▶ _WHAT IS BEING ASKED_:
Please show all lines of the records that include "nose".

[Opening RECORDS TO PROCESS section]

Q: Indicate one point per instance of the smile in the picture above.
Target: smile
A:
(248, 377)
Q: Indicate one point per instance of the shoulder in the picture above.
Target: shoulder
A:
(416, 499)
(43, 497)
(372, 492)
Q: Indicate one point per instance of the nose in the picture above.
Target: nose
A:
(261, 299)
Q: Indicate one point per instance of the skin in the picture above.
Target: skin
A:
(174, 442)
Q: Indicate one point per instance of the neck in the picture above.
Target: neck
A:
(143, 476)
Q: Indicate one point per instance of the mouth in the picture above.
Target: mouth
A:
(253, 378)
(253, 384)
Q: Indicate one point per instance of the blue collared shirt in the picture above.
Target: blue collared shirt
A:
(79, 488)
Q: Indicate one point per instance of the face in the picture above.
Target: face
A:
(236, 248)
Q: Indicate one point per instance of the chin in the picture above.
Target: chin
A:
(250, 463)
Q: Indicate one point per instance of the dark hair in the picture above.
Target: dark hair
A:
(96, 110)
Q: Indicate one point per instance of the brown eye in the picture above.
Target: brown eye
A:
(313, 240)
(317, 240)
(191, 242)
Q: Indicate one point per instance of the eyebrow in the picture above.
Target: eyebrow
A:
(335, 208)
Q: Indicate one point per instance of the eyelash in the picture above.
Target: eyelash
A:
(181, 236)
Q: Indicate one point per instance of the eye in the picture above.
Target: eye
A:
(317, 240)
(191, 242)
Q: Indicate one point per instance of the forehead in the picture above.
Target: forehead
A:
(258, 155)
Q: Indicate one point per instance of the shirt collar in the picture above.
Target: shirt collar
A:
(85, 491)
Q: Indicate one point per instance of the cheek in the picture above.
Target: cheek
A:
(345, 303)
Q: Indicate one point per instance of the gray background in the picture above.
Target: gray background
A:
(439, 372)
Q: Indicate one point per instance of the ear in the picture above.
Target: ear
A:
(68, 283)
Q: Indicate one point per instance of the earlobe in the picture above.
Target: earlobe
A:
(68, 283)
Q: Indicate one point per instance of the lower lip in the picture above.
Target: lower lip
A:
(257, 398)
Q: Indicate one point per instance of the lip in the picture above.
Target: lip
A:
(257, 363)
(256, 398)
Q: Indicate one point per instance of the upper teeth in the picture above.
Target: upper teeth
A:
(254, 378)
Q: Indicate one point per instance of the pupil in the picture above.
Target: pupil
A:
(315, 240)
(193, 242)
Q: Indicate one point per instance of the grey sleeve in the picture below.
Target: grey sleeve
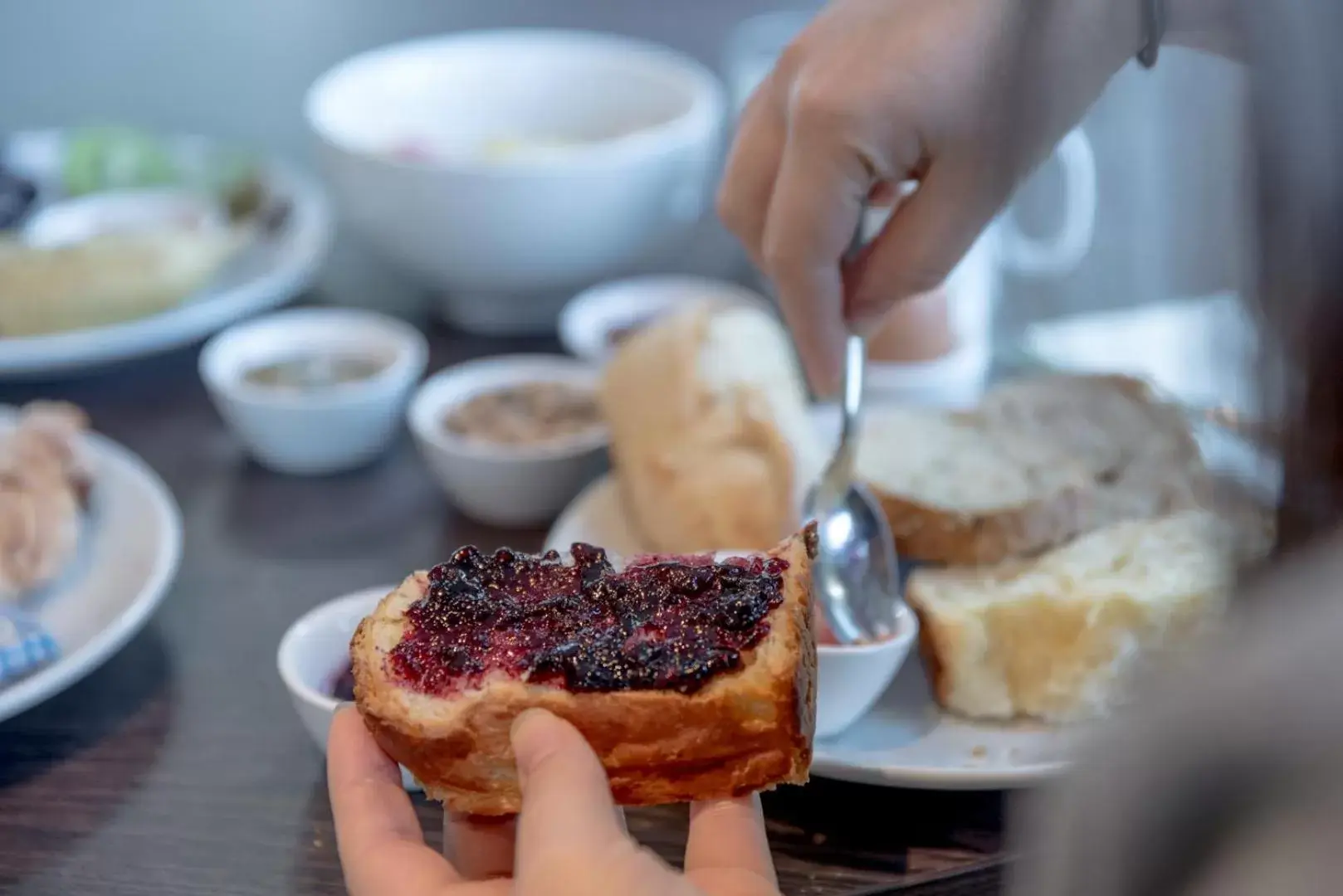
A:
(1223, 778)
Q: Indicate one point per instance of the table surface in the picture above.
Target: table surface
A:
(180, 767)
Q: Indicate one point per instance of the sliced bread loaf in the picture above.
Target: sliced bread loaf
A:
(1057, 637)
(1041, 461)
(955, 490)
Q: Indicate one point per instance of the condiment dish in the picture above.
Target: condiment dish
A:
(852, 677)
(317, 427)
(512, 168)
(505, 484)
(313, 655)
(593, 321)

[Closing RECORDS TO PROCESS section]

▶ _OUTPUT BELOW_:
Q: Indicate one point per instance of the nose in the picture above.
Target: nose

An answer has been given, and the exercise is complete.